> [EXERCISE GOAL] Lay out the stretch of the listing below, from the line containing "of the black-framed" through the end of the listing, as a numbered list with blank lines omitted.

┄┄┄┄┄┄┄┄┄┄┄┄┄┄┄┄┄┄┄┄

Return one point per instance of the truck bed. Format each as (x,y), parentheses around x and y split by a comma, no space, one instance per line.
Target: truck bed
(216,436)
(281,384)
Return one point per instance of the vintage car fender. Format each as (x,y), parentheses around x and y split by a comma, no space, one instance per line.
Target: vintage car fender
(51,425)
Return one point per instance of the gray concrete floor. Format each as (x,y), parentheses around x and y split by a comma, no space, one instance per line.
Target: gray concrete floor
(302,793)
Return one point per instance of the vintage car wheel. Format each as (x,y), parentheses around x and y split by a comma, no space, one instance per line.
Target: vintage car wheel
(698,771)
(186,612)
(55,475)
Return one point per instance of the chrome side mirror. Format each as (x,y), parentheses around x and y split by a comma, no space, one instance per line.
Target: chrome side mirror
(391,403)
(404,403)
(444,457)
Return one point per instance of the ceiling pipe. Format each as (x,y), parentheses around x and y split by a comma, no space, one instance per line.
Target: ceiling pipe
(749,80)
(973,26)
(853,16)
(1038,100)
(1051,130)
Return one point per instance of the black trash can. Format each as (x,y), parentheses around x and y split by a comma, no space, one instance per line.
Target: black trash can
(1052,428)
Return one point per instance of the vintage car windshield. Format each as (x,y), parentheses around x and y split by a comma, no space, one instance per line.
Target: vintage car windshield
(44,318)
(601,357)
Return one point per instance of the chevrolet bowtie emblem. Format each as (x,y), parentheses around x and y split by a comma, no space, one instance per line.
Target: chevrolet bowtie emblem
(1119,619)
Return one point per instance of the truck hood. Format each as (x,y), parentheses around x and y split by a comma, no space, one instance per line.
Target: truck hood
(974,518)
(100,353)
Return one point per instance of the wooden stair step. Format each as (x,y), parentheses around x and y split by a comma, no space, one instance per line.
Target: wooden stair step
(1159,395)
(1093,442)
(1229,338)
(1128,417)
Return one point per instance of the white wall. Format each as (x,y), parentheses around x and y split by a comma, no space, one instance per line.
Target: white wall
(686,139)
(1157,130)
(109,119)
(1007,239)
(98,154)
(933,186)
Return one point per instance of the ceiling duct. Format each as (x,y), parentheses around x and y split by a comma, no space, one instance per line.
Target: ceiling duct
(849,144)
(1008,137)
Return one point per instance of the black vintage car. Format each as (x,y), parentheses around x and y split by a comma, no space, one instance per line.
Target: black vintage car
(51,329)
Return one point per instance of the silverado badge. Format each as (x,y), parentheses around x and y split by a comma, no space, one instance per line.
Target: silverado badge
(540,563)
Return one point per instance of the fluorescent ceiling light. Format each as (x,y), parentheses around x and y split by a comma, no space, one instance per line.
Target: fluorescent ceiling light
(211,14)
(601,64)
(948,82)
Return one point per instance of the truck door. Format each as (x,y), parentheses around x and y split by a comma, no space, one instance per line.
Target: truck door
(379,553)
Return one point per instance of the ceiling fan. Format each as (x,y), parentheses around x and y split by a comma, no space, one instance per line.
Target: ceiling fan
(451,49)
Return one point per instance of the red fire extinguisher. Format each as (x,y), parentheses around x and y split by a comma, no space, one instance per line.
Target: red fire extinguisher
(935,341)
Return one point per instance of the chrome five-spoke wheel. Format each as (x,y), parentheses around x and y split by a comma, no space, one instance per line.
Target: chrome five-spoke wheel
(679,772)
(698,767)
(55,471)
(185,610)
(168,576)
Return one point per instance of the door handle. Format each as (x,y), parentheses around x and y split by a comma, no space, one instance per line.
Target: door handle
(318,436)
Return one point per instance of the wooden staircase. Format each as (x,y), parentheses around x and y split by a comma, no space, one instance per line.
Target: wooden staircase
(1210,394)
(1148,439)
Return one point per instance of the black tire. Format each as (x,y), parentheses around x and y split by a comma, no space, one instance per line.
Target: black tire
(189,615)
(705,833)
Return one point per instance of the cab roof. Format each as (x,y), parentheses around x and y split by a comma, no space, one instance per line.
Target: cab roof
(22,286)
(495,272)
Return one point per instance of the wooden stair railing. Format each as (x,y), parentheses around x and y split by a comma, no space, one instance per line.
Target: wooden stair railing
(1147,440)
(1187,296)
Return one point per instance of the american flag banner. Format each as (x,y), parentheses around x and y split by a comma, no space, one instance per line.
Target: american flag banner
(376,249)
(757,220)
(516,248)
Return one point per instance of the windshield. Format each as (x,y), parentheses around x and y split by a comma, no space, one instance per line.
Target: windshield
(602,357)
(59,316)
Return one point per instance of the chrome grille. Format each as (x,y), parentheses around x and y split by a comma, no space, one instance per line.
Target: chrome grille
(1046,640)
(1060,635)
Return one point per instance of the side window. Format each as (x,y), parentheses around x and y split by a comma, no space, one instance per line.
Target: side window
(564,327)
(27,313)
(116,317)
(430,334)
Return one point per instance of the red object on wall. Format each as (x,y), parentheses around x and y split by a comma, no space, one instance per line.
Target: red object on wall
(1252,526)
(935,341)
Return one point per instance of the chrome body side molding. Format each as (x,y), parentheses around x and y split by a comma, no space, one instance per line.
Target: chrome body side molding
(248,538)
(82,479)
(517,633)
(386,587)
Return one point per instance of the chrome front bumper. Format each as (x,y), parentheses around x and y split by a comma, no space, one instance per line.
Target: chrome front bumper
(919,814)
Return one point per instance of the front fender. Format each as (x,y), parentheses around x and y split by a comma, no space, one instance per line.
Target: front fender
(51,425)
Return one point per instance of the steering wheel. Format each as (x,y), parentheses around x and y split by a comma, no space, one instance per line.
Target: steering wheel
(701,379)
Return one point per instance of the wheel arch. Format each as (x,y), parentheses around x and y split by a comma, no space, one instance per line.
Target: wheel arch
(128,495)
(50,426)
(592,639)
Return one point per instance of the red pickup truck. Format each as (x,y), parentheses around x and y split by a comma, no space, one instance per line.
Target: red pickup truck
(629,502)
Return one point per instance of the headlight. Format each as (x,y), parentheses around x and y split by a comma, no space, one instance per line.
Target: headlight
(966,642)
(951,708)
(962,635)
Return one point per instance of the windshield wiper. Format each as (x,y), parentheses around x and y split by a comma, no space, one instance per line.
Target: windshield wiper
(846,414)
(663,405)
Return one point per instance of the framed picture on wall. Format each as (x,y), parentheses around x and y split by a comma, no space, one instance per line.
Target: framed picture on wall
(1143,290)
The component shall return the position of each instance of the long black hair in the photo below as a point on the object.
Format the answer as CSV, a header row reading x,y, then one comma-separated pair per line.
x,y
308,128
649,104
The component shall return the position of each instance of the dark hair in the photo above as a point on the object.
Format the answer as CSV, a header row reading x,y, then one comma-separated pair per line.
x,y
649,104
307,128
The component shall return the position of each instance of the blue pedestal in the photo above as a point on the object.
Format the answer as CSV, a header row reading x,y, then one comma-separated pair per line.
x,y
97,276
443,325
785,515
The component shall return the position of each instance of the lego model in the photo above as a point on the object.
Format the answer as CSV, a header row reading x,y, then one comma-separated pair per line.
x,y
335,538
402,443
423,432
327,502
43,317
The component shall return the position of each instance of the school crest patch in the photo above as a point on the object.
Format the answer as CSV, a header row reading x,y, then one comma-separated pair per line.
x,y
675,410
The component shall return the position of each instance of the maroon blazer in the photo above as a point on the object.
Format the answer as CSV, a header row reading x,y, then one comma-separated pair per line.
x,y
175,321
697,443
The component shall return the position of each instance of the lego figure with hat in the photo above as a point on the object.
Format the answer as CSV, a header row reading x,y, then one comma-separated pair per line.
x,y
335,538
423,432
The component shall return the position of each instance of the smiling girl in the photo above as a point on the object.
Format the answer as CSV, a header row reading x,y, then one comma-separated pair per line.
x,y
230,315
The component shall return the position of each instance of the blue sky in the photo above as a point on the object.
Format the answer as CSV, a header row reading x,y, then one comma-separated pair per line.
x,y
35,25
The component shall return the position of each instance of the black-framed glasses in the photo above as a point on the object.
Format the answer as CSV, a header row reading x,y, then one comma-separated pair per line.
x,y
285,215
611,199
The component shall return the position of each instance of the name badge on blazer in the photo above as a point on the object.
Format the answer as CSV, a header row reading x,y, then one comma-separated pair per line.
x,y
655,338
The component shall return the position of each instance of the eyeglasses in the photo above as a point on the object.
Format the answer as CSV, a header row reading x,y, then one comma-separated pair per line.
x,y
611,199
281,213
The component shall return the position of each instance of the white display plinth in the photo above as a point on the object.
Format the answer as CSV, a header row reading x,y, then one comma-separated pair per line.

┄┄┄┄┄┄┄┄┄┄┄┄┄┄┄┄┄┄┄┄

> [THE RESPONSE]
1. The component shall return the position of each instance of the black-framed glasses in the photo above as a point on the object.
2. Format the answer as CSV, a header row reading x,y, then one comma-separated pair per line.
3. x,y
4. 285,215
5. 611,199
6. The component shall return the position of each instance of the name badge on blazer in the photo above as a point on the object.
7. Format the answer as CSV, a header row reading x,y, then one comma-separated pair per line.
8. x,y
9. 655,338
10. The component shall return the position of each instance of the eyeglasses in the photo above as a point on the object.
11. Format the answer as CSV, a header row reading x,y, then one comma-separated pair per line.
12. x,y
13. 611,199
14. 281,213
15. The component shall return the position of each instance of the white display plinth in the photo above as a point on the object.
16. Format the answer as CSV, a header row reading x,y, then one comma-separated pair per line.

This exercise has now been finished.